## OBIETTIVO
Nel testo su Caccamo, quale architetto costruì il Ponte San Leonardo?

Caccamo

18 e 19 gennaio 2020

Caccamo (PA) - Panorama dal Castello_Rogika Roberto Mendolia

La Sicilia è un’isola e di solito nell’immaginario di ognuno di noi quando si parla di isole, vuoi o non vuoi, le percepiamo tutte come piccole, luoghi che pensi di poter girare con il “cinquantino monomarcia”, magari vedi una piccola insenatura, ti fermi, fai il bagno e poi riparti con il telo sotto il sellino e con il vento ad asciugarti il sale sul viso, ma sappiamo che così non è! E noi di “Taoclick” lo sappiamo anche fin troppo bene. Tra piccoli sacrifici e tante soddisfazioni, in cinque anni siamo riusciti a portare a compimento trenta “invasioni”. È vero, abbiamo tolto ore al sonno, abbiamo dormito in letti che non erano i nostri, mangiato in tavoli che anch’essi non erano nostri (ma questo, sinceramente, non è stato mai un trauma!), contemplato albe che ai più possono sembrare banali, ma che per noi sono diventate amicizie intime e profonde. Abbiamo visitato oltre sessanta paesi e percorso circa 12.000 chilometri con le nostre auto, consumato le suole delle nostre scarpe fedeli al detto che per fare una bella e buona fotografia sono necessari i piedi e nonostante qualche acciacco e gli anni che inesorabilmente non ne vogliono sapere di rallentare, siamo ancora qua come quei bambini che non hanno alcuna intenzione di mollare il balocco tanto desiderato. E poiché ancora non ci siamo posti limiti, non potevamo non inaugurare il nuovo anno, il 2020, con una nuova ennesima invasione: la numero 31!

Questa volta siamo in quattro, io, Alfio, Sandra e Giovanni e le nostre nuove destinazioni sono Caccamo, Ventimiglia di Sicilia e Ciminna. Dopo la frugale colazione al “Bar Tre Stelle” di Termini Imerese, ci dirigiamo con l’auto, seguendo la S.S. 113, verso il Ponte San Leonardo. Un settecentesco ponte monumentale, costruito dal regio architetto Agatino Daidone, all’interno di un programma dei Borboni di dotare l’isola di una rete di strade rotabili che assicurassero i collegamenti tra le principali città della Sicilia. Questa possente architettura, sull’antico tracciato della Consolare Valeria, permetteva il superamento del fiume San Leonardo. Un’iscrizione latina, collocata sul lato sinistro del ponte, racconta che il ponte fu costruito per la sesta volta su quel fiume e nel medesimo luogo e quella volta “a perpetua sicurtà dei viandanti”, come conferma la figura del dormiente, posta alla sommità del ponte con l’epigrafe: “Secura quiete”. Questa maestosa opera architettonica fu considerata, da una rivista inglese, tra i dodici ponti più belli del mondo.

## INSIEME DI DATI
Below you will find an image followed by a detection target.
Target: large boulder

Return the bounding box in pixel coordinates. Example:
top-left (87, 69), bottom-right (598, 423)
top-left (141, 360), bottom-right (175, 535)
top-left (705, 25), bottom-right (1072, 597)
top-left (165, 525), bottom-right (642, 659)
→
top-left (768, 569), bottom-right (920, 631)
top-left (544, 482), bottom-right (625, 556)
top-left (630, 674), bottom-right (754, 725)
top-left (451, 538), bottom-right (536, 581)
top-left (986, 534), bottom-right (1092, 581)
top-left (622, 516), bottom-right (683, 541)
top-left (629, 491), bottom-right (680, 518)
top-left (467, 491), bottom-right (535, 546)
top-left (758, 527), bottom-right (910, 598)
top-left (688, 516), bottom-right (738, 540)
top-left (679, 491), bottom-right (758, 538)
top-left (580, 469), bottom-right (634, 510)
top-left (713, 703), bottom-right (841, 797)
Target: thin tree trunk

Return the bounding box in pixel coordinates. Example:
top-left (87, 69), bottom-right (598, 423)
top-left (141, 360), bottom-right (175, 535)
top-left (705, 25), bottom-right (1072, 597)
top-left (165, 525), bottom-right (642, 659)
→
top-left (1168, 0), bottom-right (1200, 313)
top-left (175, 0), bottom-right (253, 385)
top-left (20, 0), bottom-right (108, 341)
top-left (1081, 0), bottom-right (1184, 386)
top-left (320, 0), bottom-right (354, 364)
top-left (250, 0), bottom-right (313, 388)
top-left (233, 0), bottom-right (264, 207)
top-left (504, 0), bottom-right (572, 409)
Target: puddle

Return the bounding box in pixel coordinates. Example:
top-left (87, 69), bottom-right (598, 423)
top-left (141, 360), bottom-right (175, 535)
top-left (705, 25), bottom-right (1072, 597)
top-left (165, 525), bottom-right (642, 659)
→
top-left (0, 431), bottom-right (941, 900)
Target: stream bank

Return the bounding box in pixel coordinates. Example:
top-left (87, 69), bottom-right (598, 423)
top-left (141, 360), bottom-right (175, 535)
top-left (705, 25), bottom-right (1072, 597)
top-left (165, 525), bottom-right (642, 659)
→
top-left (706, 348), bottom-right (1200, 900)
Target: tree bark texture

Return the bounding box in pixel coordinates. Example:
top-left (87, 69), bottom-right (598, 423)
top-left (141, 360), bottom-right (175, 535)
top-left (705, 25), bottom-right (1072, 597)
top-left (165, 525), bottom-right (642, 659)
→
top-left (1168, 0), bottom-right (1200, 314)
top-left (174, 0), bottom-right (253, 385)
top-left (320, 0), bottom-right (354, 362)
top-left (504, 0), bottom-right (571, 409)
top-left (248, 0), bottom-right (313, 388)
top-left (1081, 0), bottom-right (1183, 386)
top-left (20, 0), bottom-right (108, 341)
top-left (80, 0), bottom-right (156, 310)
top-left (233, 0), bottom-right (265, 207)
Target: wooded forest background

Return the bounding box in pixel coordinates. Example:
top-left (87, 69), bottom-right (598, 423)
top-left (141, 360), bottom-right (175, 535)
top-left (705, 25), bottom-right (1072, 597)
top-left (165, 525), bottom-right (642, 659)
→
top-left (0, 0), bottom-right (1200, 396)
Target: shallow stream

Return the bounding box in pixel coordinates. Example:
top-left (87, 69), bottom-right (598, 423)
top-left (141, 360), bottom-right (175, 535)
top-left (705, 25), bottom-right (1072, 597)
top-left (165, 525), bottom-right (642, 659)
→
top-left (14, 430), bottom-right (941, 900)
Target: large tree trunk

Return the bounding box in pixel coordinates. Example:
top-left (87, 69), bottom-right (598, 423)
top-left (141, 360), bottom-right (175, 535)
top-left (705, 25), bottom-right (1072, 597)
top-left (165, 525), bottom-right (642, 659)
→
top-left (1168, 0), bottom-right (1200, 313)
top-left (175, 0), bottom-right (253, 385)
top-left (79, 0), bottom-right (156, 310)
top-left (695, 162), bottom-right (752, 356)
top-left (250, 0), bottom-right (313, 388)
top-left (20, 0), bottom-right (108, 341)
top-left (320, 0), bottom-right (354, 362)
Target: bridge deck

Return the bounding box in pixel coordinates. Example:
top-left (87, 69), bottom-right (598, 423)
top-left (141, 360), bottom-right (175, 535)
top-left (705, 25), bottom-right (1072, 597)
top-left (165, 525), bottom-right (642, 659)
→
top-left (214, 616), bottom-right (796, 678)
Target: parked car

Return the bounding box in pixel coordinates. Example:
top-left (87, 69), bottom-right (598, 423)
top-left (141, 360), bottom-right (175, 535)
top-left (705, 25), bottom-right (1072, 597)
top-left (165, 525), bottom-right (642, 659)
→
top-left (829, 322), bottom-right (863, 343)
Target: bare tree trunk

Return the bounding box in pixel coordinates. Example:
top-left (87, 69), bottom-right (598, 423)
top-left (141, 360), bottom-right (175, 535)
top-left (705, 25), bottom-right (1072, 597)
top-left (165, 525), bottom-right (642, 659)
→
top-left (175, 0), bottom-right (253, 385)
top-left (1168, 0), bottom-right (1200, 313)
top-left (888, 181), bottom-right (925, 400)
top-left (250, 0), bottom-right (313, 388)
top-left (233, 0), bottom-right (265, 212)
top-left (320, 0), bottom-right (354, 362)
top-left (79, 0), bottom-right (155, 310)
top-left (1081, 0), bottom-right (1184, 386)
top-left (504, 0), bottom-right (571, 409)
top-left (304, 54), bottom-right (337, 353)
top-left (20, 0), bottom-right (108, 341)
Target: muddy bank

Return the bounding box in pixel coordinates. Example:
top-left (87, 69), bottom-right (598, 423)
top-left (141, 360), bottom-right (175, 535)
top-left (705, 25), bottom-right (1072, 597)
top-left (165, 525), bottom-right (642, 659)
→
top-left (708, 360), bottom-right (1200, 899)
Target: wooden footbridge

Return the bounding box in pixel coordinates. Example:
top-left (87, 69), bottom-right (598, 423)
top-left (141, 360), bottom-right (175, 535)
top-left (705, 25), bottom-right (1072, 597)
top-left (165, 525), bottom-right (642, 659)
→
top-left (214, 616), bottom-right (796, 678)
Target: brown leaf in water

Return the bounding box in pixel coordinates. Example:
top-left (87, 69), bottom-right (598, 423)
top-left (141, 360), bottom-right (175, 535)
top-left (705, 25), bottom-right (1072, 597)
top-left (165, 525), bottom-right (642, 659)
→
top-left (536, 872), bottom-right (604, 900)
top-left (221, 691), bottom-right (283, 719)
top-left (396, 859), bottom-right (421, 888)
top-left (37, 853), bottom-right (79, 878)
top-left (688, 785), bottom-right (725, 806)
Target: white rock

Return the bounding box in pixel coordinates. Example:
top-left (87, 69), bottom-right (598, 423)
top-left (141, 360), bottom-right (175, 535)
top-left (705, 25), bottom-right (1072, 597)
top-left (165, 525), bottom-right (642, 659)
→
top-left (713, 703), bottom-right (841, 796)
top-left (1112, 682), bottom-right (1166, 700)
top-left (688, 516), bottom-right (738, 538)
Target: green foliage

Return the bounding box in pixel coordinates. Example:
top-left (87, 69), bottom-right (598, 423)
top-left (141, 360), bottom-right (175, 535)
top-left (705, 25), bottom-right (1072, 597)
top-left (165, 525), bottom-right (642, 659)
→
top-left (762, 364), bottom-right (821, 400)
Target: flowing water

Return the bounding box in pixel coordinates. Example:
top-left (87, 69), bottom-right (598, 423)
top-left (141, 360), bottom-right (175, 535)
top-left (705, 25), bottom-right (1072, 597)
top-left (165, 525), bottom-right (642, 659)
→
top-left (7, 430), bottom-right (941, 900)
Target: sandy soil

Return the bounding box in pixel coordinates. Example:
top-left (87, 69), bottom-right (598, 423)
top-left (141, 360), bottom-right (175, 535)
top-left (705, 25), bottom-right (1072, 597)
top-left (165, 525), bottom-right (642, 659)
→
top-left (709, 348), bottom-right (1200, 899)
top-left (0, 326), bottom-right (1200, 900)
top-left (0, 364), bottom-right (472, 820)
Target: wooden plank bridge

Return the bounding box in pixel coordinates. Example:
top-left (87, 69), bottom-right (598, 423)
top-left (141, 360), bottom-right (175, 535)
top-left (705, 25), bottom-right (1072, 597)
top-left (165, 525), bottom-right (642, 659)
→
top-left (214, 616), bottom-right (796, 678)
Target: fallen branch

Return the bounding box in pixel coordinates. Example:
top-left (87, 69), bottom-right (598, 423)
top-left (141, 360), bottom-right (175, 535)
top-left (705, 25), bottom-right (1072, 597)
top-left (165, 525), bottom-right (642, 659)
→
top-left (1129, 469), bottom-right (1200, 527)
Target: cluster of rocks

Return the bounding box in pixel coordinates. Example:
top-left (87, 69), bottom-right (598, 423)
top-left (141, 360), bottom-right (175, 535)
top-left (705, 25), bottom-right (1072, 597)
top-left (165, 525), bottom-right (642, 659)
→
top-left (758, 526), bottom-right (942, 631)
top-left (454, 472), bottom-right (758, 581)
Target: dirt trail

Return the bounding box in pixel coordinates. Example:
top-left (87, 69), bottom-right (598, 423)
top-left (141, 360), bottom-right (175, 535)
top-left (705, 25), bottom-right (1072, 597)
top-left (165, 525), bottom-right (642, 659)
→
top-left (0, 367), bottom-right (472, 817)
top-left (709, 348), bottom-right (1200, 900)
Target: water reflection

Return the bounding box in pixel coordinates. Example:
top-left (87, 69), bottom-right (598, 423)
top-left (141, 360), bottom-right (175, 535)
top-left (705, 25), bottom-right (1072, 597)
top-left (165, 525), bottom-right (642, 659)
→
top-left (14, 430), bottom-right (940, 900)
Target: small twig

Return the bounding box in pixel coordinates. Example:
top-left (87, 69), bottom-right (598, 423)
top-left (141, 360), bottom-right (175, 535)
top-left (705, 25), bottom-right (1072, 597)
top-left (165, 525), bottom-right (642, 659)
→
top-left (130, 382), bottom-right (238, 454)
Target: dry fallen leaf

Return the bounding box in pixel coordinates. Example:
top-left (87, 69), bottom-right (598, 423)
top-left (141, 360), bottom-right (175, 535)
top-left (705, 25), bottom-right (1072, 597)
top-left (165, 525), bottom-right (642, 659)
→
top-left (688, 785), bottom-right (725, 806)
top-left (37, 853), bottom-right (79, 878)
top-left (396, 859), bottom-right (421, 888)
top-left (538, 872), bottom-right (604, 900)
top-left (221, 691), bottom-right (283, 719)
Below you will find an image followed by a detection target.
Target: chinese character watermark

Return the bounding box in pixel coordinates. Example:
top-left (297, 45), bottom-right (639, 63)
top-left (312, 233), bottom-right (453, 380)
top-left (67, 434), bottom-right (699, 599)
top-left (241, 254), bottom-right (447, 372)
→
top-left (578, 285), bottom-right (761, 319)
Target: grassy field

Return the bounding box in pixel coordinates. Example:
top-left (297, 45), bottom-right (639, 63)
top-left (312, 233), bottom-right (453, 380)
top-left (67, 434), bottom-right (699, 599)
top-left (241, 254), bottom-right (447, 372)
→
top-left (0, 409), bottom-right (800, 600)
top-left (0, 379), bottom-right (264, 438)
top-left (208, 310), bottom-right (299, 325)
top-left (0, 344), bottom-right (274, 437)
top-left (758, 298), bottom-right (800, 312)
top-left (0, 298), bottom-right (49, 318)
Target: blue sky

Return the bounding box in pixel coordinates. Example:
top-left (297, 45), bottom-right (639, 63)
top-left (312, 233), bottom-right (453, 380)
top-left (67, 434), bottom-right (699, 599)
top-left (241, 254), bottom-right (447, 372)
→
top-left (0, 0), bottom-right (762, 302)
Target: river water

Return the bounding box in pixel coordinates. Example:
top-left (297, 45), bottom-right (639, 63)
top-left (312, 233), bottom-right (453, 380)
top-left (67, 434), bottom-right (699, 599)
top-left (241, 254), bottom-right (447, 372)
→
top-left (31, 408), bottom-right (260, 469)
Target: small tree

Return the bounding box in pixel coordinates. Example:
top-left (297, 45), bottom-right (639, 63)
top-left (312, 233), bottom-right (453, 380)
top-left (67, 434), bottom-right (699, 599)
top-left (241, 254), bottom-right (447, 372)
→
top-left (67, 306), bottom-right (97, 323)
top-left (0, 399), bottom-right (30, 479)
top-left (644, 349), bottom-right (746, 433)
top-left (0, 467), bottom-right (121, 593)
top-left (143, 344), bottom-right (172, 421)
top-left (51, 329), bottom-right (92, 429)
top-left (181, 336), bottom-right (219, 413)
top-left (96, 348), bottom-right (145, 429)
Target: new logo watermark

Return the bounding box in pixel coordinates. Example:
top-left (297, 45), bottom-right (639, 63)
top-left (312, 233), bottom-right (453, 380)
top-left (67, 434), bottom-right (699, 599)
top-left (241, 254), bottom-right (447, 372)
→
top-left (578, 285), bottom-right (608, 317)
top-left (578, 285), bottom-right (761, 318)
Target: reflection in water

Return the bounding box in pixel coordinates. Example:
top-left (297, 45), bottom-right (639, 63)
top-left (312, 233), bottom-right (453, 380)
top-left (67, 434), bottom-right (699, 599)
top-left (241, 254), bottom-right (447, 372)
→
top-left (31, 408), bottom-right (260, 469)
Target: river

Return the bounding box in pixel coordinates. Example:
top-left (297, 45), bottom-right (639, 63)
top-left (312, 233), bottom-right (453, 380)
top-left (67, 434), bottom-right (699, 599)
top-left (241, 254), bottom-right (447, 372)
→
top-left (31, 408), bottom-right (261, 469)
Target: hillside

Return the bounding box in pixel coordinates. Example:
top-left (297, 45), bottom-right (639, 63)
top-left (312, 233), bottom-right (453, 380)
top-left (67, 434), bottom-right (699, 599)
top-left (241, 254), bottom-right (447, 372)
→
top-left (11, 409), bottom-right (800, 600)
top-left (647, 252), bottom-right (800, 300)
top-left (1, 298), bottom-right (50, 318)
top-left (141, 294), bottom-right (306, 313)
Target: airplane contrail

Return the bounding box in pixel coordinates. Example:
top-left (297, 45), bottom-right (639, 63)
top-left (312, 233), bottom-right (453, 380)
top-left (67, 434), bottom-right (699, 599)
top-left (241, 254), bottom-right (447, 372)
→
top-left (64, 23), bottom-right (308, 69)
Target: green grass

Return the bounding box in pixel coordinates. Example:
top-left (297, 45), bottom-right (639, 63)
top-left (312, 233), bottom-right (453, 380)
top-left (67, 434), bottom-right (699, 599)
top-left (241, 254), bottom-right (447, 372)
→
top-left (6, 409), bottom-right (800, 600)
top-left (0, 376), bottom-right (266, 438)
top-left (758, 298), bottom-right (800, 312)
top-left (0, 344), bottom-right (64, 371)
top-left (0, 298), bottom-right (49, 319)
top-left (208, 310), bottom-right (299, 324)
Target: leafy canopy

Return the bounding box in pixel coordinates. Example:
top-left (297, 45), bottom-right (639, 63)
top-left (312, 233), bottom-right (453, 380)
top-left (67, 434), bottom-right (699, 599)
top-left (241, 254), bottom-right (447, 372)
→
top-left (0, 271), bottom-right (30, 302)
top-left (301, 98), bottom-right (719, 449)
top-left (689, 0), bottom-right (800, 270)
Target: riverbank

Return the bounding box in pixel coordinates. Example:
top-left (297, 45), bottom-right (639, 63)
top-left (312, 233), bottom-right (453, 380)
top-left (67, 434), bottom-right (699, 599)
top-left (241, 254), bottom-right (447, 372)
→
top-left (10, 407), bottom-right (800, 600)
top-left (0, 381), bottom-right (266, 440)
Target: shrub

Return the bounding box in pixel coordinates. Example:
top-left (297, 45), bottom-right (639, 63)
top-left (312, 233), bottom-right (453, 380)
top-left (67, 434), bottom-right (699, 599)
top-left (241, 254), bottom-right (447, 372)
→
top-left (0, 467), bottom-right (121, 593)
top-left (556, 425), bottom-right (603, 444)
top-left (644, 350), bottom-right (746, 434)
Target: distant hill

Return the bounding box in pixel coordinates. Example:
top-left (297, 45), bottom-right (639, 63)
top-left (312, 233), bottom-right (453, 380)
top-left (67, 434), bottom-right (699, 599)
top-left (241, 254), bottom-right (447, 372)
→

## RISPOSTA SCRITTA
Il regio architetto Agatino Daidone.